» Фрагмент текста
╔══
Выпуск №17
Автор: Леонид Георгиевский
В феминистских блогах можно встретить мнение, что в 1990-х либо почти не издавалось женской прозы о героинях, не соответствующих патриархальным стереотипам, либо такие тексты были экспериментальными, рассчитанными на узкий круг ценителей, либо, реже, популярными, но художественно не слишком убедительными, как цикл Александры Марининой об Анастасии Каменской. В литературном мейнстриме гендерно нонконформная женщина часто подавалась в тургеневско-лесковском духе — как запутавшаяся неудачница или карикатурная фигура, в которой сложно узнать реальных эмансипированных женщин. Но исключения встречались.
Роман Дины Рубиной «На солнечной стороне улицы», за который писательница в 2007 году получила премию «Большая книга», повествует о художнице Вере Щегловой — женщине, которая не отказывается от любви и брака, но сохраняет внутреннюю свободу и независимость. Главное для неё — работа. Характерно, что такой тип психики в 1970-1980-х годах часто формировался у женщин, воспитанных преимущественно родственниками-мужчинами. Многие матери, будучи работающими женщинами, тем не менее, подавали пример патриархально-женского поведения, а мужчины, при всех печальных особенностях советской мужской социализации (отмеченные ещё Татьяной Горичевой пьянство и бытовая инфантильность), чаще сохраняли субъектность и меньше фокусировали внимание на быте. Вера говорит, что её мировоззрение «сформировали трое мужчин: рано умерший друг, алкоголик-отчим и ещё один человек, с которым они ещё о многом не доспорили», но здесь мужчине отводится не роль деспотичного наставника, подавляющего личность женщины, а та роль, которая веками традиционно отводилась женщине, — роль вдохновителя.
В описании внешности Веры Рубина использует приём подачи внутреннего через внешнее. Героиня, годами отстаивающая личную и творческую независимость, не способная отдаваться чему бы то ни было всей душой, то есть, демонстрирующая свойства, которые традиционно приписываются мужскому субъекту, обладает также «маскулинной» внешностью и небрежно одевается: «Вера… стриглась “под нуль”», «выглядела… внезапно вытянувшимся мальчиком-переростком»; «стильно обритая голова с чубчиком пятиклассника»; «Вера поехала [в милицию] как была — в заляпанных краской джинсах и ковбойке, — видик тот ещё»; «она была буднично одета: джинсы, рубашка с расстёгнутым воротом… туфли на низком каблуке». На своём раннем автопортрете она «лет двадцати с небольшим, с бритой головой, похожа на мальчика из Спарты».
Рубина ненавязчиво подчёркивает расхождение своей героини со стереотипами женственности, когда описывает советскую моду: «Девушки — [носили] платья из крепдешина, креп-жоржета… ну, и надставные плечи, чтоб к ушам задирались»; «прогулочный ход стройных ног с дымчатыми стрелками — такие ноги доставались у спекулянтов». Эта метонимия подчёркивает сконструированность советской феминности, её зависимость от деталей одежды и макияжа.
╚══
Перепишите отрывок текста, который начинается словами «Рубина ненавязчиво подчёркивает» и заканчивается словами «одежды и макияжа.», заменив в нём «спекулянтов» на «фарцовщиков».

» Исходные материалы
╔══
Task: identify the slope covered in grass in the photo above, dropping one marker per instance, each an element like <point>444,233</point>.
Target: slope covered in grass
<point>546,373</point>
╚══
» Ответ на задание
Рубина ненавязчиво подчёркивает расхождение своей героини со стереотипами женственности, когда описывает советскую моду: «Девушки — [носили] платья из крепдешина, креп-жоржета… ну, и надставные плечи, чтоб к ушам задирались»; «прогулочный ход стройных ног с дымчатыми стрелками — такие ноги доставались у фарцовщиков». Эта метонимия подчёркивает сконструированность советской феминности, её зависимость от деталей одежды и макияжа.